■ **Activity**
In the conference abstract on drying aqueous colloidal systems, which biological tissue's evaporation behavior matches that of the simple surfactant solutions?

■ **Page extract**
Drying aqueous colloidal systems: Molecular interactions, self-assembly and homeostatic behavior

Conference Dates

July 31-August 4, 2017


Evaporation is a ubiquitous process in aqueous systems, which may be advantageous for processing materials through drying or deadly for living systems. Since surfactants, polymers and particles are usually non-volatile, water evaporation will lead to the build-up of concentration gradients in the system, from the air/liquid interface into the dispersion’s bulk. These concentration gradients will in turn generate structuration gradients in the colloidal system, which lead to changes in transport properties along the gradients. We will show that such a feedback loop on water evaporation can lead to non-linear behaviors, which are crucial for land-living animals’ survival and opens new avenues in drying and filtration processes.

We designed millifluidic drying cells, which consist of a small capillary attached to a large reservoir, with one tip exposed to air at a controlled relative humidity. Chemical potential boundary conditions are thus set and controlled during drying. We monitored drying with time with a combination of mapping techniques: polarized microscopy, infra-red microscopy and coherent small-angle scattering, which yields both concentration and structuration gradients. We also measured independently the evaporation rate through gravimetry.

Using simple surfactant aqueous solutions, we show that the evaporation rate is nearly independent of water evaporation driving force, the air relative humidity [1]. Strikingly, this behavior is identical to that of stratum corneum, skin’s outer layer. We demonstrate that this non-linear behavior stems from the feedback loop on water transport. Dryer air should lead to a higher evaporation rate due to an increased chemical potential difference between the air and the solution. However, this variation is absorbed in a very thin and dry phase at the air/water interface. This phase corresponds to dramatically low water diffusion coefficients, which in turn efficiently decrease water evaporation [2]. Uncovering the mechanism of this homeostatic behavior opens new strategies to evaluate the impact of a formulation on skin, lung or tear films.

We will also show that this mechanism becomes relevant when drying, or filtering, dispersions of interpenetrable colloids, such as microgels or “hairy” particles [3]. Indeed, large changes in water chemical potential and permeabilities will occur in the concentrated regime, in contrast to the drying of more conventional colloidal dispersions. Taking these molecular interactions into account is crucial for the processing of more complex, and thus realistic, colloidal dispersions into materials.

■ **Listed entries**
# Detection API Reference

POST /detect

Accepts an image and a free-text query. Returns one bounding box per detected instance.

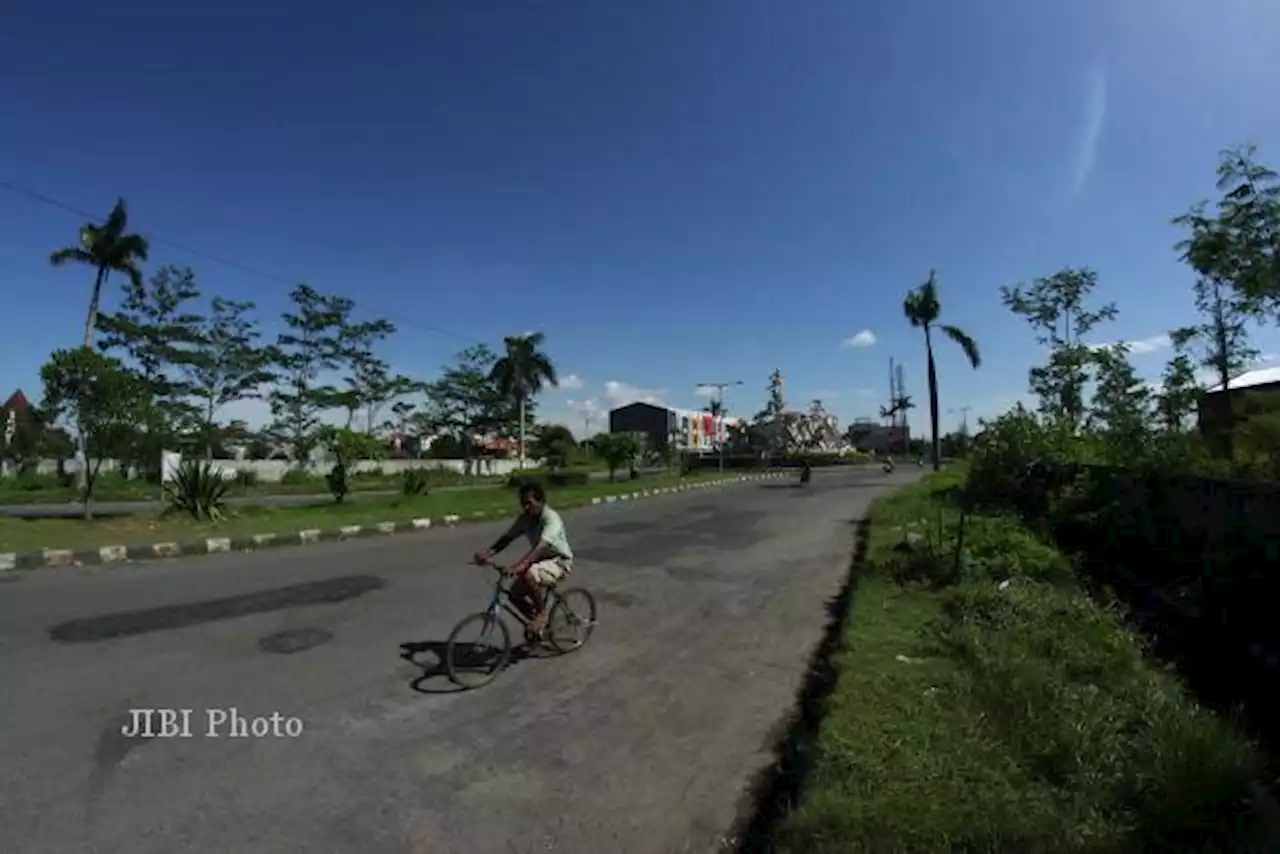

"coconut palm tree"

---

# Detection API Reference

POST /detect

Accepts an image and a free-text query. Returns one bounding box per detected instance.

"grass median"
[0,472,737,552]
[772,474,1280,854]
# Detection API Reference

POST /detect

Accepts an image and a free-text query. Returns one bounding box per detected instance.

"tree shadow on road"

■ **Task output**
The stratum corneum, the skin's outer layer.